### READING PASSAGE
⁂

Bureau of Prisons director Charles Samuels testified before the Senate Judiciary committee that federal prisons are operating at 140 percent of their capacity, creating conditions that undermine prisoner rehabilitation and reentry and endanger inmates and staff alike.
“The administration should embrace the new bipartisan legislation introduced in the House and Senate to restore judicial discretion in cases where a mandatory minimum sentence is not needed to protect public safety,” Stewart said. “It’s time to take the next step by preventing misuse of the mandatory sentencing laws that remain on the books. The administration should embrace and champion this cause which has already been endorsed by individuals and organization from across the political spectrum, including tax reform advocates, religious groups and sentencing reform experts.”
The Smarter Sentencing Act was proposed in early 2014. It provides for retroactive application of the Fair Sentencing Act, a reform that reduced excessive penalties for federal crack cocaine offenses; reduces the 5, 10, and 20 year mandatory minimum sentences for many federal crimes to 2, 5 and 10 years respectively and expands the existing safety valve exception for drug offenses to apply to people who fall into criminal history categories 1 or 2 under the US Sentencing guidelines.
“More and more Republicans and Democrats agree that these one size fits all laws send too many nonviolent people to prison at a cost we can no longer afford,” Stewart said. “There is growing consensus that mandatory minimums may actually make us less safe by wasting our crime fighting money on the wrong people. No one should have to continue serving those old sentences now just because they were sentenced on the wrong date. It’s never too late to make this right. The need for mandatory minimum sentencing reform is dire and urgent.”
FAMM and Julie Stewart have been singing the same song for over 20 years. It’s been a long battle, and it must be satisfying to the organization that operates on approximately $150,000 a year that lawmakers are finally starting to listen and come to their senses. As the foremost soldier in the fight, Julie Stewart has stayed strong, firm and resolute in her beliefs of what is right and what is wrong.

⁂

### INFORMATION GIVEN
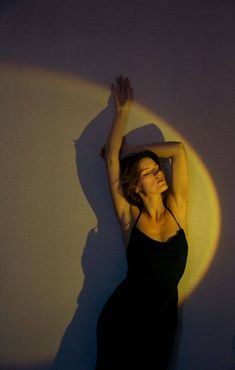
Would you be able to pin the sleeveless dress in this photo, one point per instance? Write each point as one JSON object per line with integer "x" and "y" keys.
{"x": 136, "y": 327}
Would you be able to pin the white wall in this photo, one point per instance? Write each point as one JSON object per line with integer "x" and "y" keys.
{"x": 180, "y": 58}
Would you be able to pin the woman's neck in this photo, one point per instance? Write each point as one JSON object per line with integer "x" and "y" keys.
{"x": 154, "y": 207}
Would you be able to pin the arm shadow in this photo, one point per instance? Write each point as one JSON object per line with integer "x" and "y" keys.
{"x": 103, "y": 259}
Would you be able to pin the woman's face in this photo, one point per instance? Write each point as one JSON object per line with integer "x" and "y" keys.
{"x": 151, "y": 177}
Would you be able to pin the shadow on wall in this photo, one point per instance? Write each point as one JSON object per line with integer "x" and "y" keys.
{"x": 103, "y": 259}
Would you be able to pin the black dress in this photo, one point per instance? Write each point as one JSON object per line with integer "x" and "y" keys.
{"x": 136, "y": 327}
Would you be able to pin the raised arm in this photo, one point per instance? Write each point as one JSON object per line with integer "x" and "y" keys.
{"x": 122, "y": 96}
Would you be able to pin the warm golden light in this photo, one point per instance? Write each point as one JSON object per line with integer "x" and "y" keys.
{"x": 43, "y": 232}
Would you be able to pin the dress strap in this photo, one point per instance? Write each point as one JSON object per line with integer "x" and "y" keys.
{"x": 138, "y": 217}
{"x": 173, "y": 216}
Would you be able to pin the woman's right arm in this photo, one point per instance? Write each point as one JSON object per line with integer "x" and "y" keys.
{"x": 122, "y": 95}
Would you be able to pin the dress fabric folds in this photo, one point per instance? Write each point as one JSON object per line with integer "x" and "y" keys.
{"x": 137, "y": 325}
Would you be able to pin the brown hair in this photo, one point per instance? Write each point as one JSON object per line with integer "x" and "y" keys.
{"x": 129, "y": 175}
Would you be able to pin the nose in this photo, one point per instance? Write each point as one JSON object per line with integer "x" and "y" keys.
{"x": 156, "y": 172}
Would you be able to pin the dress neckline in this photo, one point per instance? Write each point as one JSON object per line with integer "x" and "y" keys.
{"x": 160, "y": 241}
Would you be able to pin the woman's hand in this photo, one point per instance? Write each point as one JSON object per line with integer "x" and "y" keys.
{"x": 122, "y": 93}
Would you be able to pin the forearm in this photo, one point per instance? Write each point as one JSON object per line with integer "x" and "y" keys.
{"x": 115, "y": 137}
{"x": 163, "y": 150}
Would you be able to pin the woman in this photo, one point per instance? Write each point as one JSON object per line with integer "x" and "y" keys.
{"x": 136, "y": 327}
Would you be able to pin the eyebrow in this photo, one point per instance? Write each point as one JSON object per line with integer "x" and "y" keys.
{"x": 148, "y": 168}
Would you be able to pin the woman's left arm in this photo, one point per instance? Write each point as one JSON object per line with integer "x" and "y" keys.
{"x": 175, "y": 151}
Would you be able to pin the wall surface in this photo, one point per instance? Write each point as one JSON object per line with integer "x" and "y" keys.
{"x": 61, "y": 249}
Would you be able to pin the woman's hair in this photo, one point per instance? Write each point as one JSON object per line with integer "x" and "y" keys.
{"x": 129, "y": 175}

⁂

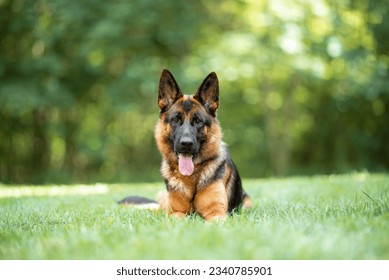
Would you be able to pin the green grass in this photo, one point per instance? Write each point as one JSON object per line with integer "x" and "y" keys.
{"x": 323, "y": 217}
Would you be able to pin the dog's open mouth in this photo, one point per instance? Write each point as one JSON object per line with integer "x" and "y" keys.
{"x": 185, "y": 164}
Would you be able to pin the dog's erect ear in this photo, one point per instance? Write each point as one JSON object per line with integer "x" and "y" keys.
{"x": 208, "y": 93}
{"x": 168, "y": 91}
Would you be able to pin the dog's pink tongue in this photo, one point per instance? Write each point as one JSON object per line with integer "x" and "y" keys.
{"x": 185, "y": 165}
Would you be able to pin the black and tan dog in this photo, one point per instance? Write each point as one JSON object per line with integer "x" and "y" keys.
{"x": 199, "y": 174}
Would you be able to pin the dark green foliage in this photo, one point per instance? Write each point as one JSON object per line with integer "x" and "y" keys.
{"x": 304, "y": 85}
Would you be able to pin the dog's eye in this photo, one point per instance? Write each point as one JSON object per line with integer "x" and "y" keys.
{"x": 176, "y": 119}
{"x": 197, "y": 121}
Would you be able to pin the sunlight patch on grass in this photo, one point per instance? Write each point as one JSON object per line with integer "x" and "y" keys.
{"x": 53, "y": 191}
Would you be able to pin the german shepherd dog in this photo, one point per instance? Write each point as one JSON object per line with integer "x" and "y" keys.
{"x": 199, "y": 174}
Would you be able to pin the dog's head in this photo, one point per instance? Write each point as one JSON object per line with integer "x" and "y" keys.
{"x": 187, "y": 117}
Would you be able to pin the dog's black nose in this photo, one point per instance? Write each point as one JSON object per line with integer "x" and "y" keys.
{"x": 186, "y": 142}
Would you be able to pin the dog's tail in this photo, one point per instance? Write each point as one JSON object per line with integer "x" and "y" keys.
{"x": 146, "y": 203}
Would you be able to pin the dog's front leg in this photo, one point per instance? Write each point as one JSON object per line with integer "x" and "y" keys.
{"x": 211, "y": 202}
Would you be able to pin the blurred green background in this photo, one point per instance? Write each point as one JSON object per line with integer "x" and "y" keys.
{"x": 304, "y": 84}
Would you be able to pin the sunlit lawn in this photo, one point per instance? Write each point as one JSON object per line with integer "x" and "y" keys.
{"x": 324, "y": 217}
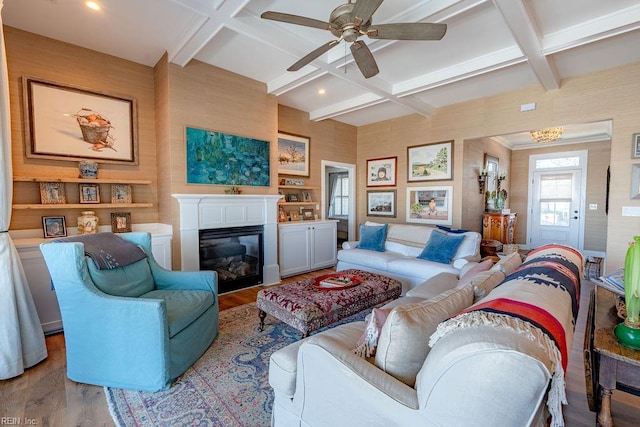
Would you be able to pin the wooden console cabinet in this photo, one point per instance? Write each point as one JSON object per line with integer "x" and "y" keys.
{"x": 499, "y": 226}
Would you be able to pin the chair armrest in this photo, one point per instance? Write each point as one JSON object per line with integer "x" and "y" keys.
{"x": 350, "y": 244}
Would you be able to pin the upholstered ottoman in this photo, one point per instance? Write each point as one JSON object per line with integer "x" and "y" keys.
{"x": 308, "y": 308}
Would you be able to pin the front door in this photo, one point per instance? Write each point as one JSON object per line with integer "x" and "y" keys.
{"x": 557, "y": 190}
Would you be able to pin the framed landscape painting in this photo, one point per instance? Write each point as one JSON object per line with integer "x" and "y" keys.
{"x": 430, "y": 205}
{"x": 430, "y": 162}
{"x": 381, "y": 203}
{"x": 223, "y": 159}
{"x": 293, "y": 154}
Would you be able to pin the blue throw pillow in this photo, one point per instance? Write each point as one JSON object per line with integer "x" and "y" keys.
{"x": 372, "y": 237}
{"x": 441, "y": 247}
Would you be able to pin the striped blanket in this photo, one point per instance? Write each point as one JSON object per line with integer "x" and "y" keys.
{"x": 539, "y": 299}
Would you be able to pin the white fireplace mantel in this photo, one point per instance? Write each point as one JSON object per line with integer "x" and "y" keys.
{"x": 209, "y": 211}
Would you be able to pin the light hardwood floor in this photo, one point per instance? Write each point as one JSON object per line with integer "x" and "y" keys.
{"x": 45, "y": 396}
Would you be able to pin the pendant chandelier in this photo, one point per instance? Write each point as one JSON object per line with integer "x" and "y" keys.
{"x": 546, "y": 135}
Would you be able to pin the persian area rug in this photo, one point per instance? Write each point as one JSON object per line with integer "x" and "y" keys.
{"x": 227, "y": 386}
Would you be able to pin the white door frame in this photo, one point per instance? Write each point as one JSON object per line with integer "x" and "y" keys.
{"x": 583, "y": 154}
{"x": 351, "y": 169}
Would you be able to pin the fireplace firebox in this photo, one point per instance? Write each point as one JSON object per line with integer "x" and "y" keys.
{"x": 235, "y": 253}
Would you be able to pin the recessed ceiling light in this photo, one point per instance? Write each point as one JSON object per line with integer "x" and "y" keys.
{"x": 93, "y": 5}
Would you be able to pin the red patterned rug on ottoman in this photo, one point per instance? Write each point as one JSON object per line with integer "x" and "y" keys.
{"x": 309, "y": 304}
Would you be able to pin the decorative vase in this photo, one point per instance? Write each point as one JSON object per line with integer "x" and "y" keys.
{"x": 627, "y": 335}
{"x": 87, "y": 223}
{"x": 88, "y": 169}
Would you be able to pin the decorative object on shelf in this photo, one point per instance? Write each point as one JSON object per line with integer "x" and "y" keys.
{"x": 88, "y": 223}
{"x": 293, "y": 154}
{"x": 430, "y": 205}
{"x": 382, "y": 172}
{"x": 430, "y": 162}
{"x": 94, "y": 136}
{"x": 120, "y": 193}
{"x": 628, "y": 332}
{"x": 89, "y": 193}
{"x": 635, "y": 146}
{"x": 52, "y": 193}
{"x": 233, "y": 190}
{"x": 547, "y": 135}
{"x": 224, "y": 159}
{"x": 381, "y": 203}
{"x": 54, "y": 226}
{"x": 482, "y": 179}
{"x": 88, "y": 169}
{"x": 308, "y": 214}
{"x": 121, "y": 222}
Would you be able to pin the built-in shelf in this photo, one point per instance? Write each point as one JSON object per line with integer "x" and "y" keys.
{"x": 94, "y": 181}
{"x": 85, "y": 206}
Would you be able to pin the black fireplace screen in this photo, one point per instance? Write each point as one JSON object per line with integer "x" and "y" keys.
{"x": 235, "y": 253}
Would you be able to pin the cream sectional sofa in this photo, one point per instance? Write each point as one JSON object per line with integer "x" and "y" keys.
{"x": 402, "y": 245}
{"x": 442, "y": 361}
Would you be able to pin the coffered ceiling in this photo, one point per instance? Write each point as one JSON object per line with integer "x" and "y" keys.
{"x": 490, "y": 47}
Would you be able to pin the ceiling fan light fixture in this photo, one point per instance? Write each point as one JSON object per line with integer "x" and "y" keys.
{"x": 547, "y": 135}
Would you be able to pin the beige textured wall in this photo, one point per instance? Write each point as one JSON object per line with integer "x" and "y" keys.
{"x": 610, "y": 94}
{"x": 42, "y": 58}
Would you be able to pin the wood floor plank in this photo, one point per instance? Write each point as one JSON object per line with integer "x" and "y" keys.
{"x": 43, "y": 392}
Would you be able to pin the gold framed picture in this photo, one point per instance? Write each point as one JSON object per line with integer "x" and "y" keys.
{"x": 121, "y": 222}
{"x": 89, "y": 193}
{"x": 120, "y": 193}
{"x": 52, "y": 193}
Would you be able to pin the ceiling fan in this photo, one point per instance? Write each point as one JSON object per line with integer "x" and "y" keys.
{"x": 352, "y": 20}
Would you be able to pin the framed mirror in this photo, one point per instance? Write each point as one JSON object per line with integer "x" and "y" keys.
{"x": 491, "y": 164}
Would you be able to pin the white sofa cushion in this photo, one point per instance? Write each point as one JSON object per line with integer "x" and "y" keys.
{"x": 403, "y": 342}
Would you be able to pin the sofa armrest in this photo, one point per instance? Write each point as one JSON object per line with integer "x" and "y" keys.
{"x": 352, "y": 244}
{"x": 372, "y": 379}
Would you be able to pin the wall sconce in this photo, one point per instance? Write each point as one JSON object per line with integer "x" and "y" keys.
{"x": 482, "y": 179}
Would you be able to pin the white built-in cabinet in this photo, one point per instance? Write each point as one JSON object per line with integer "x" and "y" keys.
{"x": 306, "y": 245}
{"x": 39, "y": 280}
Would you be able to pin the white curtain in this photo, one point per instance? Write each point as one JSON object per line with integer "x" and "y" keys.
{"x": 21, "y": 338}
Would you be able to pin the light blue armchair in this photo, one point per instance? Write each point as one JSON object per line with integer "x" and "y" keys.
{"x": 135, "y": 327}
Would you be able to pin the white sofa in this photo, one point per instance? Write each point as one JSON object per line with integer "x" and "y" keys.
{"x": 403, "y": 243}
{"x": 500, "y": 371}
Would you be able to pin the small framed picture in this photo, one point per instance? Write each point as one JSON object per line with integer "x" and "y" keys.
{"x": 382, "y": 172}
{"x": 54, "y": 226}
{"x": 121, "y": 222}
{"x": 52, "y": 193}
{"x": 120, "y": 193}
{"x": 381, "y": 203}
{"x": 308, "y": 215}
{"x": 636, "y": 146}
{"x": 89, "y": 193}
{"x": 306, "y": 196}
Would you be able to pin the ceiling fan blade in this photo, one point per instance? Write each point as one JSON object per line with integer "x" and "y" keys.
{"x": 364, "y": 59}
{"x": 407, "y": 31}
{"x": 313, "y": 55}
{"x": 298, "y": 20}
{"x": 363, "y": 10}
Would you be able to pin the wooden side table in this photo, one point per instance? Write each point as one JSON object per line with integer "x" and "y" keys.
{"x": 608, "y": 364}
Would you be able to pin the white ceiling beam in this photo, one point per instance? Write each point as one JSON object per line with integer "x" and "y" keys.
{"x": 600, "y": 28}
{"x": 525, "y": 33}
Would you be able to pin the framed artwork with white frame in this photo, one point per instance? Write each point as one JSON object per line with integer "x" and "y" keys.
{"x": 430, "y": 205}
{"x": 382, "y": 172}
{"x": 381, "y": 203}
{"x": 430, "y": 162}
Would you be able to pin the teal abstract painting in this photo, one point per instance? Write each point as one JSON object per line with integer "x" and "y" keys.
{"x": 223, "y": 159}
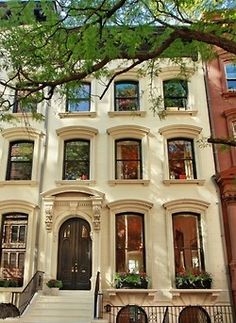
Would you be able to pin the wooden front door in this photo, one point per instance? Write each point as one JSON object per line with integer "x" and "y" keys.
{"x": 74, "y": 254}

⁂

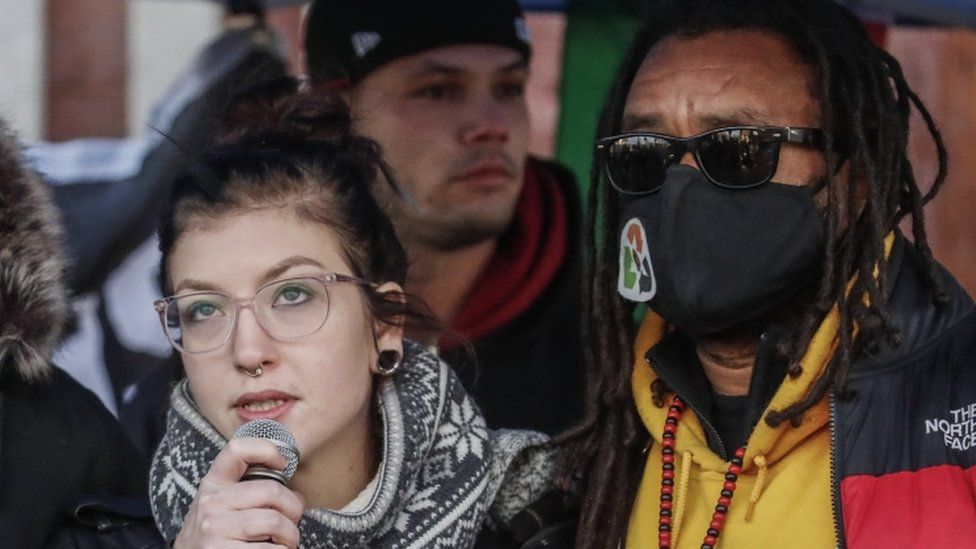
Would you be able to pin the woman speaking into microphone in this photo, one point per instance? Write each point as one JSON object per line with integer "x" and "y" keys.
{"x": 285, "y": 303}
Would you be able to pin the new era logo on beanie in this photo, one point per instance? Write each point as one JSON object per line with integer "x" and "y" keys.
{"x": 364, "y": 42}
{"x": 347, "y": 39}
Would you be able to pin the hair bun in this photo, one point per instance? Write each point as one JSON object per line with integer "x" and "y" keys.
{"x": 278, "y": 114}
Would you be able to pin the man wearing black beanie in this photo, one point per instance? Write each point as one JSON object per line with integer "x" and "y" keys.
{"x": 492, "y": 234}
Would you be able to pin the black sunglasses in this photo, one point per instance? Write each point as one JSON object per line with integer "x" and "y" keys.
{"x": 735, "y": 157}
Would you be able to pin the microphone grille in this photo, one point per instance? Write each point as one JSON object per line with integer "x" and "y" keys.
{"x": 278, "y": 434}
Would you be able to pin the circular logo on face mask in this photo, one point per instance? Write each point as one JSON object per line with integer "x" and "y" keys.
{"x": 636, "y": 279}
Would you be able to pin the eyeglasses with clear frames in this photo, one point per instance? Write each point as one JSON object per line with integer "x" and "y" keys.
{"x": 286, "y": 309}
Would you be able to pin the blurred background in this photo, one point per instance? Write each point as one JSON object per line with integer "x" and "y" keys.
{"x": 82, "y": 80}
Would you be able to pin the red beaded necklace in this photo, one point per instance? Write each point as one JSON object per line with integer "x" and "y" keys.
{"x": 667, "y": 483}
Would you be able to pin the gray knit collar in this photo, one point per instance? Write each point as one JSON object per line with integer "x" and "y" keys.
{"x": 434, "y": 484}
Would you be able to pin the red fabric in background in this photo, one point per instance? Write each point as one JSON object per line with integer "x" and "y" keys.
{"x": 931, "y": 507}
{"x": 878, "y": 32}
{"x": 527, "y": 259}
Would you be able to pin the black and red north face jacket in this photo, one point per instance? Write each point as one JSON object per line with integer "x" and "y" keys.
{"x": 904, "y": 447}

⁂

### TASKS FOR THIS EXERCISE
- 1) Retype the passage on mandatory minimum sentencing reform word for word, everything from "The Smarter Sentencing" down to "US Sentencing guidelines.".
- 2) According to the passage on mandatory minimum sentencing reform, which groups have already endorsed the cause Stewart wants the administration to champion? List each one.
- 3) Write what follows the last sentence of the passage on mandatory minimum sentencing reform.

### ANSWER SET
- 1)
The Smarter Sentencing Act was proposed in early 2014. It provides for retroactive application of the Fair Sentencing Act, a reform that reduced excessive penalties for federal crack cocaine offenses; reduces the 5, 10, and 20 year mandatory minimum sentences for many federal crimes to 2, 5 and 10 years respectively and expands the existing safety valve exception for drug offenses to apply to people who fall into criminal history categories 1 or 2 under the US Sentencing guidelines.

- 2)
tax reform advocates
religious groups
sentencing reform experts

- 3)
“We are in the business of making sure that whoever breaks the law, receives a sentence that fits his or her crime and role in it,” Stewart said. “We oppose all mandatory minimums. We do so because they eliminate the discretion of courts to impose a sentence that fits the individual who committed the crime and the unique circumstances of the crime. The politicians who draft mandatory sentencing laws cannot foresee every circumstance that might arise in the future. That’s why judges need the flexibility to make sure the punishment fits the crime and the offender.
“Despite our name, FAMM does not only oppose mandatory minimum sentences. Although that was my original focus, I quickly learned that mandatory minimum sentences had perverted the sentencing system so badly that we need to fight their harmful effects in other areas. For instance, drug and gun mandatory minimums passed by Congress caused the US Sentencing commission to increase the sentencing guidelines for drug and gun offenses.
Then to maintain parity between those and other offenses the guidelines were raised for lots of other crimes. Today, the sentencing guidelines are absurdly high for all kinds of crimes. Maybe out name shouldn’t be FAMM. Maybe it should be FASS, Families Against Stupid Sentences. But in the end our name isn’t important. What’s important is that we get the job done.” And in truth that is what FAMM and Julie Stewart have done, continuing to champion the cause of those buried in the belly of the beast.